*Document extract*:
+++

Title:Securities and Exchange Act (2023.06.28)
Article 18 (Approval for Operation)
    Approval from the Competent Authority is required for the operation of any securities finance enterprise, securities central depository enterprise, or any other securities-related service enterprise.
    Regulations governing the conditions for establishment, application and approval procedures, finances, operations, management, and other matters for compliance with respect to the securities enterprises referred to in the preceding paragraph shall be prescribed by the Competent Authority.
Article 20 (Duty of Good Faith and Liability for Damages (1))
    During the public offering, issuing, private placement, or trading of securities, there shall be no misrepresentations, frauds, or any other acts which are sufficient to mislead other persons.
    The financial reports or any other relevant financial or business documents filed or publicly disclosed by an issuer in accordance with this Act shall contain no misrepresentations or nondisclosures.
    Anyone who violates the provisions of paragraph 1 shall be held liable for damages sustained by bona fide purchasers or sellers of the said securities.
    The principal who commissions a securities broker to purchase or sell securities as a commission agent shall be deemed as a "purchaser" or "seller" for the purpose of the preceding paragraph.
Article 32 (Liability for False Information or Omission in the Prospectus)
    In the event the prospectus referred to in the preceding Article contains false information or omissions in its material contents, the following persons, within the scope of their responsibilities, shall be held jointly liable with the issuer to any bona fide counterpart for damages resulted therefrom:
  1. the issuer and its responsible persons.
  2. any employees of the issuer who has signed and affixed his/her seal on the prospectus to certify its accuracy in whole or in part.
  3. any underwriter with respect to such securities.
  4. any certified public accountant, lawyer, engineer, or any professional or technical person who has signed and affixed his/her seal to certify in whole or in part, or to present his/her opinion, on the correctness of the prospectus.
    With the exception of the issuer, the persons referred to in subparagraphs 1 through 3 of the preceding paragraph shall not be held liable if he/she can prove that he/she has exercised reasonable care, and that he/she has just cause to believe that with respect to portions of materials not certified by a person referred to in subparagraph 4, the material contents have no false information nor omissions, or that he/she has just causes to believe that the portion he/she certified was accurate; the persons referred to in subparagraph 4 of the preceding paragraph also shall not be held liable if he/she can prove that reasonable investigation has been exercised and that he/she has just causes to believe that the certification or the opinions rendered thereto were accurate.
Article 44 (Approval for Business and Approval for Establishment of a Branch Unit)
    The approval and certificate of license from the Competent Authority are required for the operation of securities business by a securities firm; the operation of securities business by persons other than securities firms shall be prohibited.
    Approval from the Competent Authority shall be required for the establishment of branch units by a securities firm.
    The establishment of branch units by a foreign securities firm within the territory of the Republic of China shall be prohibited without the approval and a certificate of license from the Competent Authority.
    Standards for establishment of securities firms governing matters including the conditions for establishment of securities firms and their branch units, the types of business in which they may engage, application procedures and documents to be attached, and regulations governing their finances, operations and other matters for compliance shall be prescribed by the Competent Authority.

+++

*Written exercise a*:
According to the securities act excerpt, what must a foreign securities firm obtain before establishing branch units within the territory of the Republic of China?
The text and the records have no connection to each other.

*Task input*:
+++

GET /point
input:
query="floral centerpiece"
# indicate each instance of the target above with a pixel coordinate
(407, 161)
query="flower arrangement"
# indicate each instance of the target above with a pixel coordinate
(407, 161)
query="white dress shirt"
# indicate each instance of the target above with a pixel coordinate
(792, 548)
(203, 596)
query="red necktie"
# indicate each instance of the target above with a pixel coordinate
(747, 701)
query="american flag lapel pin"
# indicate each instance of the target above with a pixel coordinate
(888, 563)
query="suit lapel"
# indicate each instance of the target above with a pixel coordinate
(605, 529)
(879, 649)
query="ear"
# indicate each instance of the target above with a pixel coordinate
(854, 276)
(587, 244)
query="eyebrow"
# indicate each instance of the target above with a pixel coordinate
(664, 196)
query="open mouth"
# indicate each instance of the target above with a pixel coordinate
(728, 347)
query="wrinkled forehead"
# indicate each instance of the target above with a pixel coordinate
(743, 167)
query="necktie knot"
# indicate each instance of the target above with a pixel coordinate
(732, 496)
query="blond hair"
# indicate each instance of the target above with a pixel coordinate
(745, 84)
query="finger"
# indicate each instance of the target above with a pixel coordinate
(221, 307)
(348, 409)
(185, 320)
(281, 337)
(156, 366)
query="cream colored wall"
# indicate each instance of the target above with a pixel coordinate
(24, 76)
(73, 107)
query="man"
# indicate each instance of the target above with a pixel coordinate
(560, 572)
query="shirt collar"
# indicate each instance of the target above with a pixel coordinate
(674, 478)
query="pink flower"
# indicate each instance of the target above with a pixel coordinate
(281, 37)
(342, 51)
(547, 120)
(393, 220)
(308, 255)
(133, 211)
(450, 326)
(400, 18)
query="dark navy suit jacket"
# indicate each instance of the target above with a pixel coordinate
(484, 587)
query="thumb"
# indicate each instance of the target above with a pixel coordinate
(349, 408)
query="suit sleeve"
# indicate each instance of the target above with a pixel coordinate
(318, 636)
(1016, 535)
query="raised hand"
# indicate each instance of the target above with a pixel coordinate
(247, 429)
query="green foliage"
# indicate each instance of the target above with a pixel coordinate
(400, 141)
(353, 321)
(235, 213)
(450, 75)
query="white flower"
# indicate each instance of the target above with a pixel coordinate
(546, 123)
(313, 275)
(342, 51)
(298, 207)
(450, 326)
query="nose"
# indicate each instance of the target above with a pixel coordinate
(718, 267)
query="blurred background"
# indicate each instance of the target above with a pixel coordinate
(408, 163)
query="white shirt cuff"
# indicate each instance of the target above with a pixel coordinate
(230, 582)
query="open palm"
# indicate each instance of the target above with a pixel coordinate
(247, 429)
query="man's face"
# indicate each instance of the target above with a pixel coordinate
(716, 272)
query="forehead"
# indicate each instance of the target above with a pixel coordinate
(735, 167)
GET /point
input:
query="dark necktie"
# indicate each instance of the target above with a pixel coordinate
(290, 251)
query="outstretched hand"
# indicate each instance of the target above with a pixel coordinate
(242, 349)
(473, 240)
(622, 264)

+++

*Written exercise b*:
Select every line of the records that contains the string "lapel", treating uppercase and lowercase as distinct.

*Result a*:
It must obtain approval and a certificate of license from the Competent Authority.

*Result b*:
query="american flag lapel pin"
query="suit lapel"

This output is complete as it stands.